** Given entries **
=====

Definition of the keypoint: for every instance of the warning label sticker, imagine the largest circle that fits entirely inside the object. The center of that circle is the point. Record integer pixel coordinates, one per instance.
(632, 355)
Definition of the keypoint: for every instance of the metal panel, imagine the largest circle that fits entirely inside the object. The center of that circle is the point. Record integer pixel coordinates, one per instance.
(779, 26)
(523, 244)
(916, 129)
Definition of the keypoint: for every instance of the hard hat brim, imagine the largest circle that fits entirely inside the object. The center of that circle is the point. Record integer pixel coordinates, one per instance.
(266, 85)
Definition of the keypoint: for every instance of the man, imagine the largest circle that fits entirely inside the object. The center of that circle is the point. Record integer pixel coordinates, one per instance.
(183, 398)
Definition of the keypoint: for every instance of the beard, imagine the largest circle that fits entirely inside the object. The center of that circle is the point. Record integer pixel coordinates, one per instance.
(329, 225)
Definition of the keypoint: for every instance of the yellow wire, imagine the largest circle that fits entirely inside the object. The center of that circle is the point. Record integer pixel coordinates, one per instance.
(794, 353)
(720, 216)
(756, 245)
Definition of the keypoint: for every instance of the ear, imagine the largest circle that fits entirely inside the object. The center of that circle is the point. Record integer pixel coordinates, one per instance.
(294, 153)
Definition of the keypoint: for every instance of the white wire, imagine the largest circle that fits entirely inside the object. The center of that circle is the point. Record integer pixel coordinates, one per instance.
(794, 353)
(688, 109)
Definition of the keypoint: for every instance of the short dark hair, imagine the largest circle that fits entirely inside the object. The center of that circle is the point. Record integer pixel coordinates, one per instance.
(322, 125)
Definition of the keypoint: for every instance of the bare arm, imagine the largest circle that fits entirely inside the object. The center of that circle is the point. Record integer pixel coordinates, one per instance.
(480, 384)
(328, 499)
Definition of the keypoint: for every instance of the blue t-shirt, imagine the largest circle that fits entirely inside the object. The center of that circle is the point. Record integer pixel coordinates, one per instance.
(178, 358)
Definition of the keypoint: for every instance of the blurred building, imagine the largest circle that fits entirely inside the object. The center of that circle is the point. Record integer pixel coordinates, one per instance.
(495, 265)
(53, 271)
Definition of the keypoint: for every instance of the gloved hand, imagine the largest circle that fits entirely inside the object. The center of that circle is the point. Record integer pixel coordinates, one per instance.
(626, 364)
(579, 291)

=====

** Work to do **
Print all of the entries again, exactly as written.

** Final result **
Definition of the keypoint: for every instance of the warning label sticker, imagine the largest circle that fits entirely inside the object. The center of that circle is the point. Record integer pixel coordinates, one per instance.
(632, 355)
Definition of the keypoint: for every instance of the metal panel, imagine the largest circle that fits entirely inside the object. The center of that circle is the point. Record integer pixel coordinates, one per instance.
(779, 26)
(523, 244)
(916, 129)
Definition of the keypoint: for every instance of the hard hat brim, imagine the largest circle that fits entirely inside the object. The center of that circle is the point. Record integer pixel coordinates, one per instance.
(266, 85)
Definition of the keypoint: for every instance of the man, imagine the largest circle that fits entirely inside the object. The center of that circle is the point. Record integer pixel coordinates, one per instance.
(183, 398)
Definition of the keypoint: for every instance of the beard, imagine the largest circle that fits entirely inside the object. The center of that circle is the point. Record integer pixel coordinates, one per instance.
(329, 225)
Definition of the keypoint: for every instance of the yellow wire, imagine the largest circle that fits entirely inside the object. The center of that circle is the point. Record integer pixel coordinates, one per instance.
(794, 353)
(720, 216)
(756, 245)
Definition of the keypoint: for every instance of the ear, imagine the largest circle that fits entirely inside the object. The center of that circle is the point. Record integer pixel coordinates, one per instance.
(294, 153)
Definition of the keypoint: for every instance of the white wire, imagine the largest circle that fits entirely inside the object. The center of that circle is the point. Record integer pixel coordinates, one per instance.
(794, 353)
(688, 109)
Definition of the keypoint: for every instance of the short dark hair, imagine the largest circle that fits entirely inside the object. The center of that circle is the point. Record integer pixel coordinates, one per instance.
(322, 125)
Definition of the keypoint: for every instance of the bare arm, imagine the largest circle that fits entirely inside the object. The center of that circle is the point. Record integer pixel coordinates, one per instance.
(480, 384)
(328, 499)
Definition of the keypoint: for every instance of the blue t-shirt, imagine the largest circle that fits entirely inside the object. The center of that circle is the point. Record integer pixel coordinates, one per instance.
(178, 358)
Definition of the keypoint: for every instance of the blurred building, imagine the largest circle that fits entirely inside the object. The center of that circle is the point. Record integer pixel coordinates, one per instance.
(495, 265)
(53, 271)
Definition of the keypoint: for every instance of the gloved hand, imagine the largest circle that fits entirely inside the object. The center of that circle is the point. Record integer pixel coordinates, one per instance.
(626, 364)
(579, 291)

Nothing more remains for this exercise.